GOAL OF THE EXERCISE -
What follows is a block of records; restate each one word for word.

++++ DATA SECTION ++++

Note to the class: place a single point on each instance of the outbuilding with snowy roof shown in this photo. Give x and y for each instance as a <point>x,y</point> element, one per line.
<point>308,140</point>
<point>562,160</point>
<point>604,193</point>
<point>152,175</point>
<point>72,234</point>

++++

RESULT BELOW -
Note to the class: place a single point on each instance of the outbuilding with snowy roof shown in this photo. Give x and y for each instance as a <point>x,y</point> element, one per line.
<point>308,140</point>
<point>562,160</point>
<point>604,193</point>
<point>152,175</point>
<point>72,234</point>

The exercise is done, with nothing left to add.